-- Begin Document text --

# DynaFu ICP Math
## Differentiating and Linearising Rt matrices

In dynafu, the warp function looks like the following for each node $i$:


$
\begin{equation*}
f_i(x_i, V_g) = T_{x_i} * V_g = R(x_i) * V_g + t(x_i)
\end{equation*}
$

where ${x_i}$ are the transformation parameters for node $i$ and the rotation is performed around the corresponding node (and not a global reference)

For linearising a transform around the parameters $\mathbf{x}$, we need to find the derivative

$
\begin{equation*}
\displaystyle
\frac{\partial f_i(\mathbf{x} \circ \epsilon,   V_g)}{\partial \epsilon} |_{\epsilon = 0}
\end{equation*}
$

We calculate this as follows:

$
\begin{equation*}
f_i(\mathbf{x} \circ \epsilon, V_g) = f_i(\epsilon, V) = T_{inc} * V
\end{equation*}
$ where $V = f_i(\mathbf{x}, V_g)$ and $T_{inc}$ is the infinitesimal transform with parameters $\epsilon$

According to Lie algebra, each Rt matrix can be represented as $A = e^\xi$ where $\xi$ are the transform parameters. Therefore,


$
\begin{equation*}
f_i(\mathbf{x}, V_g) = e^\xi V
\end{equation*}
$

Therefore,

$
\begin{equation*}
\displaystyle
\frac{\partial f_i(\mathbf{x} \circ \xi,   V_g)}{\partial \xi} |_{\xi = 0} =
\frac{\partial e^\xi V}{\partial \xi} |_{\xi=0} = 
\begin{pmatrix} -[V]_{\times} & I_{3x3} \end{pmatrix}_{3 \times 6}
\end{equation*}
$

Let us denote $\begin{pmatrix} -[V]_{\times} & I_{3x3} \end{pmatrix}$ as $G(V)$ from now on.

-- End Document text --

Required work: Carry on the DynaFu ICP math notes from their last sentence, which defines G(V).

-- Begin Dataset content --

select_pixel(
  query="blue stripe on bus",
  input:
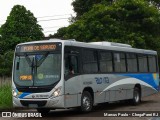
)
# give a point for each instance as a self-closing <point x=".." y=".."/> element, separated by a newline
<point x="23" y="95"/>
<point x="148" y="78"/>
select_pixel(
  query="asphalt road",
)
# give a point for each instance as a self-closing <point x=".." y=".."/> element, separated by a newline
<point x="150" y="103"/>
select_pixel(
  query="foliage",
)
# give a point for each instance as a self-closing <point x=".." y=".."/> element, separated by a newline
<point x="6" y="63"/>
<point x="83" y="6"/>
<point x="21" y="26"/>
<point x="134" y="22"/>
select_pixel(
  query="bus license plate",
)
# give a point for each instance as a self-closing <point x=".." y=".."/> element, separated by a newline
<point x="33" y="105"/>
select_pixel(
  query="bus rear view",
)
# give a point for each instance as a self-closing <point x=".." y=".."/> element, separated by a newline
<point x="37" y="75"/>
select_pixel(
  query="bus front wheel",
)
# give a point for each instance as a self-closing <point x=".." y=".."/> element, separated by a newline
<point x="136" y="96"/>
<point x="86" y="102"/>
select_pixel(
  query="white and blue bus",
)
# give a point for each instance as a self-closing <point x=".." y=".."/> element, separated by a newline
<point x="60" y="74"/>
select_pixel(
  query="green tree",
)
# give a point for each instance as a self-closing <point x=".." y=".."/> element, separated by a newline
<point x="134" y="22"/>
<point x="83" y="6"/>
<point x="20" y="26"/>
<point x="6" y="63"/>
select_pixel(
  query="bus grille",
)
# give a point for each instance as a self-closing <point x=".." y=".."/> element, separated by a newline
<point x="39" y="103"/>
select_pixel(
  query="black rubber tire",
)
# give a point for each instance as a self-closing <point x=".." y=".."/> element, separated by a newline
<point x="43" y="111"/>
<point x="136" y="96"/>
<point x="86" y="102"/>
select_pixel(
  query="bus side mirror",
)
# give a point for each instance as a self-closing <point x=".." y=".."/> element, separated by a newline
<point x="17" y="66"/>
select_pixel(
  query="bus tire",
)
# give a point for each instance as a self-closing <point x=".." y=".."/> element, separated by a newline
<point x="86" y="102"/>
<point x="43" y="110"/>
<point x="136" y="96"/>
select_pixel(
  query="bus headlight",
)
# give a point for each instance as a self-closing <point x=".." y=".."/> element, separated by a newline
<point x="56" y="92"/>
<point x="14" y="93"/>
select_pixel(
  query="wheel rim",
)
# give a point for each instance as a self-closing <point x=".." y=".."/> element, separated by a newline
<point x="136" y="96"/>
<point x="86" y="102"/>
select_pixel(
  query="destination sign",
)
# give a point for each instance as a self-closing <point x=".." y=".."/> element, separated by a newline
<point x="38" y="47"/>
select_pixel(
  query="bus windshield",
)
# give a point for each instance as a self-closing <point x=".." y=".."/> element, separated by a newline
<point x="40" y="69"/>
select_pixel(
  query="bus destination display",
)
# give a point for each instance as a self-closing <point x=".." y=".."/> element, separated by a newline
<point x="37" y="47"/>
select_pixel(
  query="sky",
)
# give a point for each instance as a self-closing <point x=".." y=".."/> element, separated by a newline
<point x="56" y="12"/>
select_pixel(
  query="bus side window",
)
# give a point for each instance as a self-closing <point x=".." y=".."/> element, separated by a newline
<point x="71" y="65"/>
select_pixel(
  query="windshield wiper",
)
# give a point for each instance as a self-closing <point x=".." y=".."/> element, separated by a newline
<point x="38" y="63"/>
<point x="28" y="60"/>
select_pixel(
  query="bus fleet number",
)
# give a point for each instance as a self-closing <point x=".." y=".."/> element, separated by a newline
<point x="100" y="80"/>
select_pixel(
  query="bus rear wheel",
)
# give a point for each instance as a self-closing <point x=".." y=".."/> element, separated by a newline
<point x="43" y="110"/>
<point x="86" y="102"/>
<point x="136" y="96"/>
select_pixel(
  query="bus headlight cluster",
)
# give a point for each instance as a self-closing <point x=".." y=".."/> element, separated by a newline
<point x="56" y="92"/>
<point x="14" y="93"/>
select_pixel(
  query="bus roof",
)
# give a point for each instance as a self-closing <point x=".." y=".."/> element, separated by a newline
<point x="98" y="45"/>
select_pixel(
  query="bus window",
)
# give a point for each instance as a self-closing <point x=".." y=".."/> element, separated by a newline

-- End Dataset content --

Answer to this task:
This result is mentioned in [this manifold optimisation tutorial](http://ingmec.ual.es/~jlblanco/papers/jlblanco2010geometry3D_techrep.pdf) (equation 10.23).

With this result, we can now linearise our transformation around $\mathbf{x}$:

$
\begin{equation*}
f_i(x_i, V_g) = G(V) * \epsilon + V
\end{equation*}
$


I suppose the following is an equivalent excerpt from the dynafu paper (Section about efficient optimisation) that mentions this way of calculating derivatives:
> We formulate compositional updates $\hat x$ through the exponential map with a per-node twist $ξ_i ∈ se(3)$, requiring 6 variables per node transform, and perform linearisation  around $ξ_i=  0$. 

As a side note, the derivative $\large \frac{\partial e^\xi}{\partial \xi}|_{\xi=0}$ is called the tangent (esentially the derivative) to the SE(3) manifold (the space in which Rt matrix $T_{inc}$ exists) at identity ($\xi = 0$)

## Estimating Warp Field Parameters
The total energy to be minimised is 

$
E = E_{data} + \lambda E_{reg}
$

#### Data term rearrangement 
$
\displaystyle
E_{data} = \sum_{u \in \Omega} \rho_{Tukey}( (T_u N_g)^T ((T_u V_g) - V_c))
$

The quadcopter paper tells us that the following expression has the same minimiser, so we can use this instead:

$
\displaystyle
E_{data} = \sum_{u \in \Omega} w_{Tukey}(r_u) \cdot (r_u)^2
$

where $w_{Tukey}(x) = \rho'(x)/x$ which behaves like a constant term and $r_u = N_g^T (V_g - T_u^{-1}\cdot V_c)$

#### Regularisation term rearrangement
$
\begin{equation}
\displaystyle
E_{reg} = \sum_{i = 0}^n \sum_{j \in \varepsilon(i)} \alpha_{ij} \rho_{Huber} (T_{i}V_g^j - T_{j}V_g^j)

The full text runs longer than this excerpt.